── EXERCISE TEXT ──
Warning over variable and high dose MDMA

“White and clear capsules” that have been found to contain high levels of MDMA.
Source: Roma Western Star

NSW Health is warning of high-dose MDMA (ecstasy) pills/capsules that are circulating in the community.

Blue tablets shaped in the ‘Adidas’ logo, green and white capsules, and clear capsules have all been found to contain high doses of MDMA.

Professor Andrew Dawson, Clinical Director of the NSW Poisons Information Centre, said the dangerous drug contained more than double the common dose.

“While one MDMA tablet/capsule alone can cause life-threatening toxicity, the risk is greatly increased if high doses or multiple MDMA tablets or capsules are consumed over a short period, or if MDMA is consumed in combination with alcohol or other stimulants, such as methamphetamine or cocaine,” Prof Dawson said.

“Hot weather will also increase the dangers, as MDMA causes the body to dangerously overheat, potentially leading to organ failure, loss of consciousness and death.”

The average dose of MDMA in the blue “Adidas” shaped tablets was 145mg, while the green and white, as well as clear capsules had average doses of 130mg. These high levels are of serious concern and NSW Health urges festival patrons to dispose of tablets in the supplied amnesty bins.

“Consumption of high doses of MDMA has been linked to cases of serious illness and death in NSW. It can cause severe agitation and paranoia, raised body temperature, seizures or fits, heart rhythm problems and death,” Prof Dawson said.

The NSW Government recently announced Amnesty Bins would be placed at some music festivals so patrons have a chance to discard illegal drugs without fear of prosecution or penalty.
───
── SUPPLIED RECORDS ──
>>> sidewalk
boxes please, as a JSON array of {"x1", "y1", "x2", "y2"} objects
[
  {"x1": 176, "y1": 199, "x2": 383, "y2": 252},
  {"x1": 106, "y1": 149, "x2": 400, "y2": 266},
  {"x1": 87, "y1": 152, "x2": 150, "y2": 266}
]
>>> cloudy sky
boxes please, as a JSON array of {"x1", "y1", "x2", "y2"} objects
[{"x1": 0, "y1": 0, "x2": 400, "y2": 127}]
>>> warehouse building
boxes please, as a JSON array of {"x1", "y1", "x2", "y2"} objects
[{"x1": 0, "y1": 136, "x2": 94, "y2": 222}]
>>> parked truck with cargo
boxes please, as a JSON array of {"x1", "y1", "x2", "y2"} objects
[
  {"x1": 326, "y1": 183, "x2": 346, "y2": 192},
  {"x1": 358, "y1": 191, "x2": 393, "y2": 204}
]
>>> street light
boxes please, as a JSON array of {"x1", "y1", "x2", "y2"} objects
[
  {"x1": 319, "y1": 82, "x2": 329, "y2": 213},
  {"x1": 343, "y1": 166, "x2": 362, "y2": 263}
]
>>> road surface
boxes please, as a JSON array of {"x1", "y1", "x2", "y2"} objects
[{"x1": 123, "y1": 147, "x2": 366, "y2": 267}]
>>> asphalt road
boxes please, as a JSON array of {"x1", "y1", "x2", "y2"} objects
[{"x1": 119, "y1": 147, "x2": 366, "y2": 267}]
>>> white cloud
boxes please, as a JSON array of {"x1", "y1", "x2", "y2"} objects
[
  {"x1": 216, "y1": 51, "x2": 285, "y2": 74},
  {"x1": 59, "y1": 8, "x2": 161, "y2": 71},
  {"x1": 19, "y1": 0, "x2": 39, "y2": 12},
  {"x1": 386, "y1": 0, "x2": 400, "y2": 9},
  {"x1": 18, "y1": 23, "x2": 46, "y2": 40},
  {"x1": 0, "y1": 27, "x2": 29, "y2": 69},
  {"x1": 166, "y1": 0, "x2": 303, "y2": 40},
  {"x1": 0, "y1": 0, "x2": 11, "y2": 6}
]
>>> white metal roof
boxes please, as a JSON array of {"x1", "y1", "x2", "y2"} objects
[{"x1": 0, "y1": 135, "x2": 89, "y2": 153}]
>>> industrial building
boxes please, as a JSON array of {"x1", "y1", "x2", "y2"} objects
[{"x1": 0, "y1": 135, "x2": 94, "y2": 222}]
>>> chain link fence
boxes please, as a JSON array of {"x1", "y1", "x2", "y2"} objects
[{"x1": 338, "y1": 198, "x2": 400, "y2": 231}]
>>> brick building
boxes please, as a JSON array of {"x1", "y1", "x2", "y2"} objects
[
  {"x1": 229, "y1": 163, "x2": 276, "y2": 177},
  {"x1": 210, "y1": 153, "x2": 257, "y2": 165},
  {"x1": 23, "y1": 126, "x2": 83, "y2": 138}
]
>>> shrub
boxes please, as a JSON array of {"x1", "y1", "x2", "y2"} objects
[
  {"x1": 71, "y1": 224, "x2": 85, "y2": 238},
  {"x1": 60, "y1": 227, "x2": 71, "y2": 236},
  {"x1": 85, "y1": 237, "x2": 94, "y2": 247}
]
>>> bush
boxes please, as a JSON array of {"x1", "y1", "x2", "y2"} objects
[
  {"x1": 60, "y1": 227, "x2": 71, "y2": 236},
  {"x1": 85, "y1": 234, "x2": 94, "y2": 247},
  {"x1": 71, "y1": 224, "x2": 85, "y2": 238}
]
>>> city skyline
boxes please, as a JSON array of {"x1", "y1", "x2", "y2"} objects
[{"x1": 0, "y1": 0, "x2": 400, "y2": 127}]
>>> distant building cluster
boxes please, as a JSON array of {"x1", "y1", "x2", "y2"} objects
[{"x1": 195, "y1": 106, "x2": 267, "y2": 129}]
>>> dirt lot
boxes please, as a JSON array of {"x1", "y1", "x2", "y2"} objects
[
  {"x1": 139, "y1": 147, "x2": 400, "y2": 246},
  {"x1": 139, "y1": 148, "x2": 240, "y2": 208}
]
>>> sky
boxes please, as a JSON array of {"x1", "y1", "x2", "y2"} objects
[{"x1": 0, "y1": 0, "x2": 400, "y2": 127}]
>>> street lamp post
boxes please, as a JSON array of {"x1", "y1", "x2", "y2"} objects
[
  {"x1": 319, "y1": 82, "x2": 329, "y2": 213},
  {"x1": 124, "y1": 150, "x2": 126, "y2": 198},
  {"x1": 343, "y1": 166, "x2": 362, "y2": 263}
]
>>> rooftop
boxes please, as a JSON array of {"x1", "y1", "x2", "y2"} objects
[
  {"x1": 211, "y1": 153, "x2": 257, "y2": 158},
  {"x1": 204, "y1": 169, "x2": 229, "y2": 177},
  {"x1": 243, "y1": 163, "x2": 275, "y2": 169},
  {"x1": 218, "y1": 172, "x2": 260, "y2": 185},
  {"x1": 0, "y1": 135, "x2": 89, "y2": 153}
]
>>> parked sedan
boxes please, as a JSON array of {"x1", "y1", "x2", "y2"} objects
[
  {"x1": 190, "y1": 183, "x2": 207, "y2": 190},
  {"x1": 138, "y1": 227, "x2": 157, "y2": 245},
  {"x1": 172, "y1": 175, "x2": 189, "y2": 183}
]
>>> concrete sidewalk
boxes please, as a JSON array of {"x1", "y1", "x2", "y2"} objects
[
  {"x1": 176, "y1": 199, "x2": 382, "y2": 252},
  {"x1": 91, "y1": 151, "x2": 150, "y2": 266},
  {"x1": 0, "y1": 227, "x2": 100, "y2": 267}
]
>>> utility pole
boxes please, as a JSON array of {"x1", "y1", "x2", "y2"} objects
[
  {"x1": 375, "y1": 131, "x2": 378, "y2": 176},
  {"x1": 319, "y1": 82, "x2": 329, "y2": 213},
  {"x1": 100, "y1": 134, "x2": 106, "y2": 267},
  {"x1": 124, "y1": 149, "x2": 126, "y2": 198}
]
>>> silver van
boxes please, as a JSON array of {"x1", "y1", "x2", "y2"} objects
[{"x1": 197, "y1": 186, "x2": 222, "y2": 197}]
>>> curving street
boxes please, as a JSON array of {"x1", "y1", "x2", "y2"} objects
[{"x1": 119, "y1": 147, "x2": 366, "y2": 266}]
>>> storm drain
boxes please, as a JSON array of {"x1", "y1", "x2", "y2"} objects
───
TASK REQUIREMENTS>
(1) According to the MDMA warning article, what was the average dose of MDMA in the blue "Adidas" shaped tablets?
(2) Pick up the MDMA warning article after its final sentence and continue it.

ANSWERS BY ITEM NUMBER>
(1) 145mg

(2)
The measure formed a key part of the NSW Government’s response to the Deputy Coroner’s recommendations following her inquest into the deaths of six patrons at NSW music festivals, which found MDMA toxicity was the cause of death in five people, and combined MDMA and cocaine toxicity in one person.

NSW Health has also released updated Guidelines for Music Festival Event Organisers which support the delivery of safer music festivals.

Professor Dawson urged anyone who was unwell from MDMA to immediately call Triple Zero.

“Importantly, look after your mates. If you feel unwell, or if your friend feels unwell, do something about it. Don’t ignore it. You won’t get into trouble for seeking medical care,” he said.

For images and more information on the high dose MDMA (ecstasy), see:

For support and information on drug and alcohol, please contact:

  • The Alcohol and Drug Information Service (ADIS) – 1800 250 015 – a 24/7 service offering confidential and anonymous telephone counselling and information.

For information about the potential adverse effects of MDMA, please contact the NSW Poisons Information Centre on 13 11 26.

The 2019-20 NSW Budget commits $231.6 million to delivering alcohol and other drug prevention, education, treatment and ongoing care programs state-wide.